**THINGS TO DO**
a. In the discussion about love, which emotions does the writer call separate from intimacy? List them all.
b. Reproduce the stretch of the discussion about love from "Don't look at" through "diet and exercise." word for word.

**DOCUMENT PASSAGE**
┄┄┄┄┄┄┄┄┄┄
Looking for love in matured years comes from the Cinderella Syndrome developed in childhood from fairy tales. The syndrome is real but love is rare if it exisits. If it was real love... Not liking, passion, feeling good, gratitude etc..... couples would continue on relationships for decades. Their love is quick but is also short in most, yes most cases. Just look around. Enduring love is not common. I do not call it love. We are confusing love with many other emotions. Watching a movie on a sofa with a woman's head leaning on man' shoulder is not love. That is feeling good, liking company.
Our ideas of love come from our growing up on fairy tales. Not from experience. If it was from experience, observations from real life, you would be pragmatic and look for a good relationship. It is transactional.
Intimacy is physical. Trust, patience, respect are separate emotions. That is why those have separate words in the dictionary. Don't call anything you want intimacy. You can say.. I need these emotions to be intimate.
I have learned that most unhappiness, disappointments in life come from incorrect expectations.
Go ahead, attack me.
Don't look at me.
I am the coldest, heartless man you will ever find. I have contracted Pragmatism.
Thanks for the warning!
I hope it doesn't develop into expanded pragmatism. Contracted pragmatism is at least manageable with proper diet and exercise.
┄┄┄┄┄┄┄┄┄┄
**RAW DATA**
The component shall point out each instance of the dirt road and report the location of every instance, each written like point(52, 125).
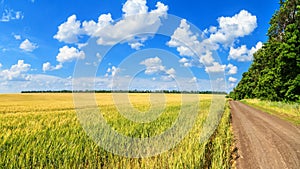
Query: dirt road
┄┄┄┄┄┄┄┄┄┄
**THE REPLIES**
a. Trust, patience, respect

b.
Don't look at me.
I am the coldest, heartless man you will ever find. I have contracted Pragmatism.
Thanks for the warning!
I hope it doesn't develop into expanded pragmatism. Contracted pragmatism is at least manageable with proper diet and exercise.